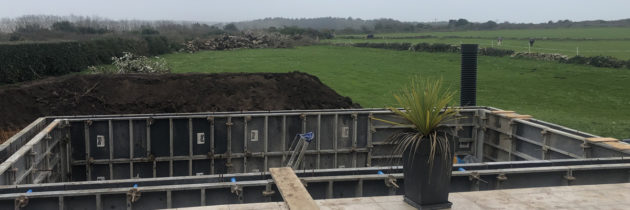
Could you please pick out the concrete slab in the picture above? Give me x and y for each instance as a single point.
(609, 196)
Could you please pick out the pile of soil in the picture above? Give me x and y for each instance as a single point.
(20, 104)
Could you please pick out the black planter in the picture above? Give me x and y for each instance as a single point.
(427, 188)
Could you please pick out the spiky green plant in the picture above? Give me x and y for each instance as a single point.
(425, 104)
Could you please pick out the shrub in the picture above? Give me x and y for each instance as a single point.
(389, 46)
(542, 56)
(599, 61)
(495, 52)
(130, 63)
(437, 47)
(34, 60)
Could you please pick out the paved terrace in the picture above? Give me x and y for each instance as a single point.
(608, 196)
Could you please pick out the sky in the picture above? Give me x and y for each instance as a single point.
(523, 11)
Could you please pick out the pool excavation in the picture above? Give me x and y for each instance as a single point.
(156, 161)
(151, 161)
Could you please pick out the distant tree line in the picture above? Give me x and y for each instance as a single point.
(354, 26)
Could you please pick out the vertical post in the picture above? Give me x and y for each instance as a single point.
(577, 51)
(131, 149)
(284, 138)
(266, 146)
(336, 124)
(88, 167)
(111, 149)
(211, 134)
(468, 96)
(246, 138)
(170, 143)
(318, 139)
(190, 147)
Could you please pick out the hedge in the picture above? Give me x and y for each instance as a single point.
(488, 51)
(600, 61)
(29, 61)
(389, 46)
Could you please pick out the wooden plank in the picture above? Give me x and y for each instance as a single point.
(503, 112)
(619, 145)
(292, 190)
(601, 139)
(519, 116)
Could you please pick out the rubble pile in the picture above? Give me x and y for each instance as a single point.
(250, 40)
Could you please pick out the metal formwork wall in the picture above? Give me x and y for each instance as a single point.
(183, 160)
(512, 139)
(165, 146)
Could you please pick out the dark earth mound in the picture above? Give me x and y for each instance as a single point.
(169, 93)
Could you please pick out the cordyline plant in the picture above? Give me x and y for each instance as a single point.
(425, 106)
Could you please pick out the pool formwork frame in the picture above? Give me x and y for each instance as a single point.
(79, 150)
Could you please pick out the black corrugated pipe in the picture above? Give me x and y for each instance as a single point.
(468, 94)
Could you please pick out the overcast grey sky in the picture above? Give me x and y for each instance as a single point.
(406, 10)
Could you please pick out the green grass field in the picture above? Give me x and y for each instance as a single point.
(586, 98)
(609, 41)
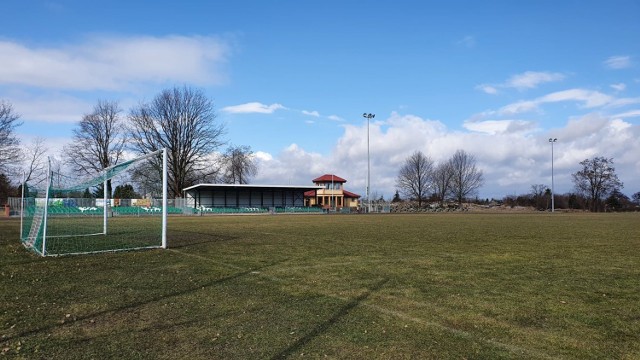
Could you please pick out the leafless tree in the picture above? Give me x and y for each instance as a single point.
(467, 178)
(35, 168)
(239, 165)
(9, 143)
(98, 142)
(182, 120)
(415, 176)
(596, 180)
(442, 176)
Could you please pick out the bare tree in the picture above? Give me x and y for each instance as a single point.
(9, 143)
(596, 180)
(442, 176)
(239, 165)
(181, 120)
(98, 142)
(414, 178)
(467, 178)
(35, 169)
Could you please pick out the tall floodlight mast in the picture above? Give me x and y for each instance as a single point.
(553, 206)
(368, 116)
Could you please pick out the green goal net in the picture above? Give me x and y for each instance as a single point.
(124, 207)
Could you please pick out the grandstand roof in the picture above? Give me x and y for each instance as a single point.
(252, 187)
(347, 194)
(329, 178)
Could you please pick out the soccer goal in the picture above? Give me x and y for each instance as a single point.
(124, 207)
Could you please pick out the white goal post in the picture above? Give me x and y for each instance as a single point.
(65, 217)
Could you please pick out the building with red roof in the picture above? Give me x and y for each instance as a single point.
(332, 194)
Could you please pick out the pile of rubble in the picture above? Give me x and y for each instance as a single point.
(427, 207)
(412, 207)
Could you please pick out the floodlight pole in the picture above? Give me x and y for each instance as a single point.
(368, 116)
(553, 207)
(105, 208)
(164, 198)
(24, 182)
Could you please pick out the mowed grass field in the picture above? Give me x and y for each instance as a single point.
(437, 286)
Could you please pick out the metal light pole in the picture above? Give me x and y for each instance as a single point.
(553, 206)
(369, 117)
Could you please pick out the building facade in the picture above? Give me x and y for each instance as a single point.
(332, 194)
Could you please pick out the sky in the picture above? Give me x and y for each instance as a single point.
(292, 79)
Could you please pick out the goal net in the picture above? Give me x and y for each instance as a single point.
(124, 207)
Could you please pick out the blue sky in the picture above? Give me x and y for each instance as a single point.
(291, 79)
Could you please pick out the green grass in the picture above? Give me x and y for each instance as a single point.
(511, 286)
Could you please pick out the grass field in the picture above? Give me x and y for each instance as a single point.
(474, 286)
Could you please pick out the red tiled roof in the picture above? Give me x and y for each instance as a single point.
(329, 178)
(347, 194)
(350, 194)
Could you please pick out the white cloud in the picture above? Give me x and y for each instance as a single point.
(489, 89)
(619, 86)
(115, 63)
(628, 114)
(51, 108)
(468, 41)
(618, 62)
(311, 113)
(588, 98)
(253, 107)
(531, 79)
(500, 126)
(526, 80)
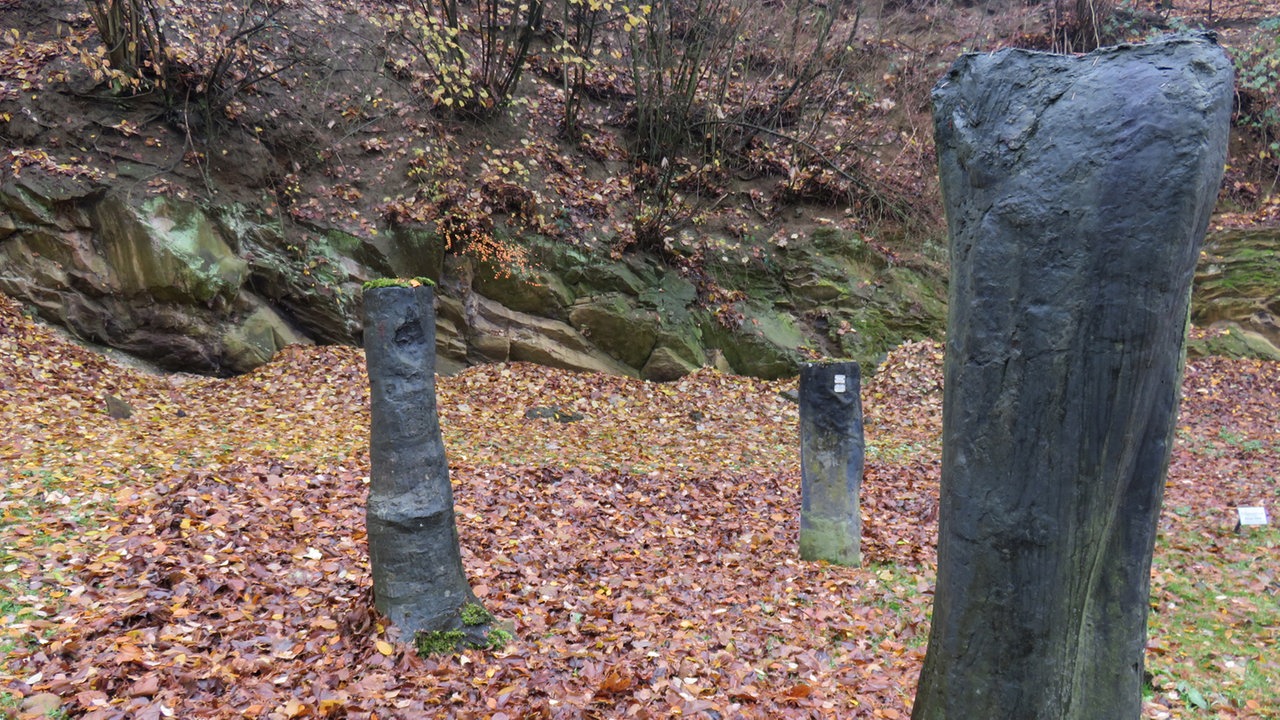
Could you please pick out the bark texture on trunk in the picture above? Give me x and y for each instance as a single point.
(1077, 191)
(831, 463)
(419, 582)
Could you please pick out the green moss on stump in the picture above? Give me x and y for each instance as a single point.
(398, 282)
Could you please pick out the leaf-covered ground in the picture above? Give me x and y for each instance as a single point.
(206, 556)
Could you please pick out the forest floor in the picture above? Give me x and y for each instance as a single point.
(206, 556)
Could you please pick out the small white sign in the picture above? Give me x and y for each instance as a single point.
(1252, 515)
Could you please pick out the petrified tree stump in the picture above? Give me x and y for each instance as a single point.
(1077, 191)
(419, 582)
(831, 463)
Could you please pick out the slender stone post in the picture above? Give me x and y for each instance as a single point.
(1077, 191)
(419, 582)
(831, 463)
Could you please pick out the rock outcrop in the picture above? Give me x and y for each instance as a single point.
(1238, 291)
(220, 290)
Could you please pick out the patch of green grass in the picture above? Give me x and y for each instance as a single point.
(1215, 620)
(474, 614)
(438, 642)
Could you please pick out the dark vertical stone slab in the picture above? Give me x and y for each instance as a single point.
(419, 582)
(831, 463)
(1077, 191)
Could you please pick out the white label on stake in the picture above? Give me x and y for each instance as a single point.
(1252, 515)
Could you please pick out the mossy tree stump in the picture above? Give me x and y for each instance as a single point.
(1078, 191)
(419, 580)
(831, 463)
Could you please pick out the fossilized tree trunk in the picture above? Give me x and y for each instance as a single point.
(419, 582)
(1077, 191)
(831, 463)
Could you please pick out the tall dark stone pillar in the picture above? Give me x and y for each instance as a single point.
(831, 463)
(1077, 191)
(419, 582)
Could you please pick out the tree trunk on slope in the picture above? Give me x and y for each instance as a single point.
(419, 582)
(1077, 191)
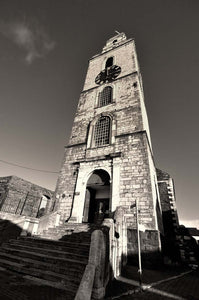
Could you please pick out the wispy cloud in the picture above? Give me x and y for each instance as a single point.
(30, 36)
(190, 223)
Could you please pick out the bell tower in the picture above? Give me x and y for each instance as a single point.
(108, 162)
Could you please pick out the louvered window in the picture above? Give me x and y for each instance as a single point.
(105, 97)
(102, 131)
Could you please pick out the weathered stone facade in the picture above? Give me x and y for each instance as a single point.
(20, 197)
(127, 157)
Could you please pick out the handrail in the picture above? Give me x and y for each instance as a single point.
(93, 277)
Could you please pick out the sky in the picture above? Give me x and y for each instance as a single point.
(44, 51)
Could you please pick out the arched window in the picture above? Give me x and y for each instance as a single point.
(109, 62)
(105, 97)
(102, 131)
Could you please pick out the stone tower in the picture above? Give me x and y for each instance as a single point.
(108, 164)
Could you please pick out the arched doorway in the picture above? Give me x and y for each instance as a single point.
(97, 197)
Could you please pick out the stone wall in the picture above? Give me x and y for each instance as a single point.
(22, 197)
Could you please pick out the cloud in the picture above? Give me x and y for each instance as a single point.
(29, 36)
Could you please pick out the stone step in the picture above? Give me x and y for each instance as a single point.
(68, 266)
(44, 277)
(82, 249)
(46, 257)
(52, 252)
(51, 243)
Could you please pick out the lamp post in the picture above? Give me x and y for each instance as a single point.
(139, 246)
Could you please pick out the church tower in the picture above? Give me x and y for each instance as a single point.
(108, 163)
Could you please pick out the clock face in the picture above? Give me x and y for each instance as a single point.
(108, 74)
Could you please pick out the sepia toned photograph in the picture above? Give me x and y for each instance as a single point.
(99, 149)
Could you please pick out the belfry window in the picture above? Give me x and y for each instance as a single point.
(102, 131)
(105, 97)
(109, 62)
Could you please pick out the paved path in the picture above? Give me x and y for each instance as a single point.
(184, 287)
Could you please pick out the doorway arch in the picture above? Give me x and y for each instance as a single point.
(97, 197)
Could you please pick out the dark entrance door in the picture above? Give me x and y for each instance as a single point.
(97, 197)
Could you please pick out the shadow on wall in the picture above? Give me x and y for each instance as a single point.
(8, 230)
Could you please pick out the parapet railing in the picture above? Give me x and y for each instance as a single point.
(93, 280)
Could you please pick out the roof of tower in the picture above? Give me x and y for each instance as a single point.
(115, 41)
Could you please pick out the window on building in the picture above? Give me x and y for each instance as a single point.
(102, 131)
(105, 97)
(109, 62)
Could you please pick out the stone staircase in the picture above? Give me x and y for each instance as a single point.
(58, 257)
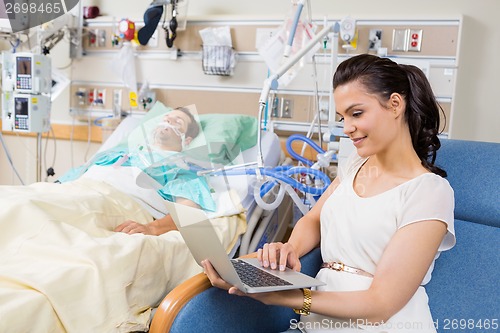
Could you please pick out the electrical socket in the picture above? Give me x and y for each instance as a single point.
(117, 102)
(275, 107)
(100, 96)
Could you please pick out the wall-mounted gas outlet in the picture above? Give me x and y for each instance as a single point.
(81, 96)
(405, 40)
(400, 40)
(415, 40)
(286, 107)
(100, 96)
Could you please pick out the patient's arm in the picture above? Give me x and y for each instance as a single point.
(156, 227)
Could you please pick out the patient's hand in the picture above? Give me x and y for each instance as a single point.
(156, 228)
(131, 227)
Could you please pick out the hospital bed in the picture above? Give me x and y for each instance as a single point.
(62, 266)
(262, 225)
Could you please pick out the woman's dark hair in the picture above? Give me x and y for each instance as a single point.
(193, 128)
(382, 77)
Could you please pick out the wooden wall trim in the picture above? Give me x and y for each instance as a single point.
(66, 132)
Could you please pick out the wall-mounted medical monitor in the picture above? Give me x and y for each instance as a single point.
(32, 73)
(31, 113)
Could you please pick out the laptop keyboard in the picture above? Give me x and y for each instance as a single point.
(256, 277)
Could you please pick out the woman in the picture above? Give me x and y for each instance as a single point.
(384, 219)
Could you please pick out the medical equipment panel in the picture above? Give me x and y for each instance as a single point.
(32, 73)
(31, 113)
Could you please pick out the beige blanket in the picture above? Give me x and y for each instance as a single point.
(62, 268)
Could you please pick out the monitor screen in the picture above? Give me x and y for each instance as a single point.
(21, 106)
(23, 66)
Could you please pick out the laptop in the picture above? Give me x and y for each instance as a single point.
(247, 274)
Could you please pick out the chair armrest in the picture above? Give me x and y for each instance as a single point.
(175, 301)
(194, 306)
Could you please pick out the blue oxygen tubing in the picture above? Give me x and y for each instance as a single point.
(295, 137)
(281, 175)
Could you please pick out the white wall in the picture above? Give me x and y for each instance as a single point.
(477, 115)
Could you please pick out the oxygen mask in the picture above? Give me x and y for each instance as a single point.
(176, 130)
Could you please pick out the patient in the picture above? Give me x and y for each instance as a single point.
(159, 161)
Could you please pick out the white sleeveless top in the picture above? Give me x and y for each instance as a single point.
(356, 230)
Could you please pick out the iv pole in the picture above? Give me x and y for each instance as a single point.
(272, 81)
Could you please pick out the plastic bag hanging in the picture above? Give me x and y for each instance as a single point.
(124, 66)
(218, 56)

▶ _Exercise goal_
Arrange every line from the one containing "Could you please pick out the iv" through the end of the records as a Markdown table with the columns Row and Line, giving each line a row number and leaving out blank lines.

▶ _Written reply_
| Row | Line |
|---|---|
| 1 | Could you please pick out the iv pole in the picture above? Give me x and y for each instance as a single point. |
| 2 | (272, 81) |
| 3 | Could you please pick out the plastic bag hanging in the picture above? Give me x and y for each instance as a single point. |
| 4 | (124, 66) |
| 5 | (218, 56) |